What the task asks: From the material below, pull out every line that contains the word "Question". Treat uppercase and lowercase as different.

Dataset excerpt:
— start —

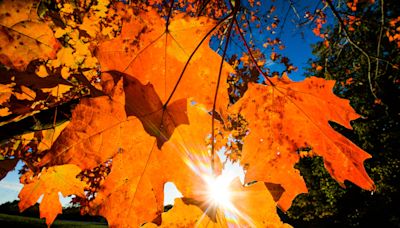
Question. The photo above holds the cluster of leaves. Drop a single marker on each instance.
(150, 92)
(370, 80)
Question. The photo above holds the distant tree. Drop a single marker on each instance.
(361, 53)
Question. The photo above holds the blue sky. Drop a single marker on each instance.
(298, 49)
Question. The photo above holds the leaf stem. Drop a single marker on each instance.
(234, 12)
(190, 58)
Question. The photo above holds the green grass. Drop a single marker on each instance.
(14, 221)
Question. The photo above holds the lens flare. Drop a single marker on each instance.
(218, 190)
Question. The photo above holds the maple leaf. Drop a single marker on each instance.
(150, 53)
(49, 183)
(251, 206)
(23, 37)
(181, 160)
(94, 133)
(290, 116)
(6, 165)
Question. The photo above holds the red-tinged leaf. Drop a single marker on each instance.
(290, 116)
(146, 51)
(6, 166)
(49, 183)
(23, 37)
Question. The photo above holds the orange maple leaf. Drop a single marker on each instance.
(290, 116)
(100, 130)
(251, 206)
(23, 36)
(49, 183)
(150, 53)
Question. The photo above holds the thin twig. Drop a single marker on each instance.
(190, 58)
(251, 54)
(379, 39)
(217, 88)
(345, 32)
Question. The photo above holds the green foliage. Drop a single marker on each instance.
(373, 87)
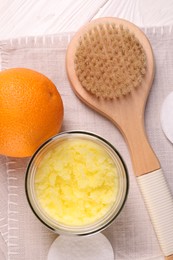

— end —

Complete response:
Question. The photo above holds the cluster of leaves. Drop a single marker on each instance.
Question. The photo above holds the distant tree. Drop a single marker on each instance.
Question. The photo above holds the blue sky. Drop a single marker on each instance.
Question. The photo above holds the leaf stem. Drop a single marker on each instance.
Question. The photo above holds the green grass. Drop a single marker on each instance.
Question. The photo above holds the lens flare. Drop a single marker on each instance.
Question. The photo above holds the maple leaf. Drop a single marker on each instance.
Question. The photo above holds the red-tinged leaf. Drop a single marker on each instance.
Question. The photo above holds the orange maple leaf. Drop a single marker on each instance.
Question. The photo above holds the thin twig. Drop a single marker on each instance.
Question. The photo above holds the green foliage. Drop a single marker on each instance.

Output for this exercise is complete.